--- Required action A ---
Translate this sentence from the extract on Venezuela's economy into Spanish: "The economy has become increasingly dependent on imports, which constitutes a drain on growth because they generate jobs abroad rather than at home."
--- Required action B ---
Continue the extract on Venezuela's economy from its last sentence.

It was financed in part by nearly $21 billion in bond issuance over two years and at least $36 billion in loans from China. That spending was crucial in spurring economic growth of 5.6 percent last year.
But growth for this year is seen by many private economists at 2 percent or less, as the government slows spending as it normally does following presidential races. Central government outlays fell in the fourth quarter of 2012 compared to the previous quarter, according to the central bank.
State oil company PDVSA also cut contributions to state development fund Fonden that has provided infrastructure financing. That signals a slowdown in the construction sector, which delivered a fifth of last year’s growth.
Chavez’s wave of nationalizations helped stir up nationalist sentiment and expand state control over the economy, but also severely weakened the private sector and made business leaders reluctant to make new investments.
Many of the companies nationalized under Chavez have seen their output tumble amid under-investment and chronic labor problems. Steelmaker Sidor, taken over five years ago to much celebration, is operating at less than half its capacity according to local media reports.
The economy has become increasingly dependent on imports, which constitutes a drain on growth because they generate jobs abroad rather than at home.
“Last year’s growth came on the back of booming domestic demand, with both consumption and investment soaring,” said JPMorgan analysts in a research note. “But in the context of a domestic supply side that has been crippled in recent years by nationalizations and regulatory uncertainty, imports have necessarily had to rise.”
The government maintains growth projections of 6 percent for this year, and Maduro’s allies dismiss talk of a slowdown as a politically-motivated smear campaign.
“There should not be a slowdown, growth should be similar to 2012,” said Jose Pina, an economist whose analyses tend to be similar to those of government officials.
He said the inflation rate in 2013 would be close to last year’s 20 percent, but that it was not of great concern to workers because planned minimum wage hikes would boost spending power.
Critics of Wall Street analysts note that their projections last year considerably overestimated Venezuela’s inflation rate and debt issuance.
At a rally late in his campaign, Maduro vowed to hike the minimum wage by 40 percent in 2013 – words cheered by supporters as a sign of a brighter future.

--- Dataset extract ---

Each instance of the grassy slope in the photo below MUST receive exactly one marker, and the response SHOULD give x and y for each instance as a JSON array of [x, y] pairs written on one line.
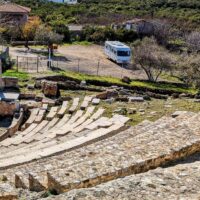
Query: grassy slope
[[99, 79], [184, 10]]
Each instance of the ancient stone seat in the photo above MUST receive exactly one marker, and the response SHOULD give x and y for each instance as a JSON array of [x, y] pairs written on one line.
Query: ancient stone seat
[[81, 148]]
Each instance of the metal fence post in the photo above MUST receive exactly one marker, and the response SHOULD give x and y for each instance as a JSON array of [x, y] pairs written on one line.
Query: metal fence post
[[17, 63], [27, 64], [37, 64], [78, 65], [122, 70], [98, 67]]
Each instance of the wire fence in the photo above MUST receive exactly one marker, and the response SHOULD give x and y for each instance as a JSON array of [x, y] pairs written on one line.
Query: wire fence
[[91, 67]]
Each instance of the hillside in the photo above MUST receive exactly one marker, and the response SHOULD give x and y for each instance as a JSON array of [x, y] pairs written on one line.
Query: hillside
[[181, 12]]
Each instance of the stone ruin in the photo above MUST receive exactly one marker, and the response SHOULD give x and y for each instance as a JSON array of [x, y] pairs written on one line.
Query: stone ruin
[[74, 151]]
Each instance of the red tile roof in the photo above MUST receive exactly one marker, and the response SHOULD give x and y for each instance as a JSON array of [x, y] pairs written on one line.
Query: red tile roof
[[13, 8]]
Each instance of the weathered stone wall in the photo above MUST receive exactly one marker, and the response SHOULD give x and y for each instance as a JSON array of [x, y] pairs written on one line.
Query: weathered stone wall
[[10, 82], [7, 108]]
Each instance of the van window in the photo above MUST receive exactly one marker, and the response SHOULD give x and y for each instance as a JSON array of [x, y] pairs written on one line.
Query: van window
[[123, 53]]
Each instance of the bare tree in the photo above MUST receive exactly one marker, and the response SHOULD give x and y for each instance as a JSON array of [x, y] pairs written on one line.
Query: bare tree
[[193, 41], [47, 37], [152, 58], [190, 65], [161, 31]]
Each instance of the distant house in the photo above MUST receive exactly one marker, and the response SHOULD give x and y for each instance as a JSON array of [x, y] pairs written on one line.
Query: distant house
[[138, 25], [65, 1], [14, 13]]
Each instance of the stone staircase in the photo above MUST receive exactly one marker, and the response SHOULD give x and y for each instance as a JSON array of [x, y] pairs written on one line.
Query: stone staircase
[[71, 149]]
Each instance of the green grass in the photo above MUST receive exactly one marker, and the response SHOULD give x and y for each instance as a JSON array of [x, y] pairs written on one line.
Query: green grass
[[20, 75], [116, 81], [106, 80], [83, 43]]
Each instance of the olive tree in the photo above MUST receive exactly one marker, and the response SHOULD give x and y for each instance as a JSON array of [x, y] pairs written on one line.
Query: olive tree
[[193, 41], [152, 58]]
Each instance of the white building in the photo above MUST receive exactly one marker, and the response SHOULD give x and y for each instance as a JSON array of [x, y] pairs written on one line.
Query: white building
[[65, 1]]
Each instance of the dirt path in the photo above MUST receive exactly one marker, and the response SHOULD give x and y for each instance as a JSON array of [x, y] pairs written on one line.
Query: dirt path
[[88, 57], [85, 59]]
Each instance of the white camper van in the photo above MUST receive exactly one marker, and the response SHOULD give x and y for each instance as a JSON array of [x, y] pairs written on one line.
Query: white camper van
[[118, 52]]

--- Answer space A ---
La economía se ha vuelto cada vez más dependiente de las importaciones, lo que constituye un lastre para el crecimiento porque generan empleos en el extranjero en lugar de en el país.

--- Answer space B ---
Economists had precisely the opposite reaction, seeing the announcement as confirming an acceleration of inflation this year that will eat into consumer spending power.
Consumer prices rose 7.9 percent in the first three months of 2013 alone, the central bank said on Monday.
The March inflation reading of 2.8 percent came more than a week after the indicator is usually released, possibly to avoid embarrassing headlines in the run-up to the election.
Venezuela, which maintains currency controls created a decade ago by Chavez, devalued the bolivar by 32 percent in February.
At the same time, it scrapped a parallel currency mechanism based on bond swaps that had improved dollar distribution, replacing it with a new system that business leaders say is confusing and cumbersome.
An inability to obtain dollars can paralyze businesses, from motorcycle couriers unable to buy imported replacement parts to factory owners who cannot bring in machinery needed to maintain or expand operations.
With companies struggling to obtain hard currency, greenbacks on the black market are fetching close to four times the official rate of 6.3 per dollar – boosting the price of imported products and further feeding into inflation.
Easing economic distortions will depend heavily on who ends up in Maduro’s cabinet.
“He appears to be closer to relatively less radical figures like central bank president (Nelson) Merentes and Oil Minister and PDVSA president Rafael Ramirez, rather than to Finance Minister Giordani,” said Credit Suisse in a research note.
“Replacing Giordani could also be a positive signal.”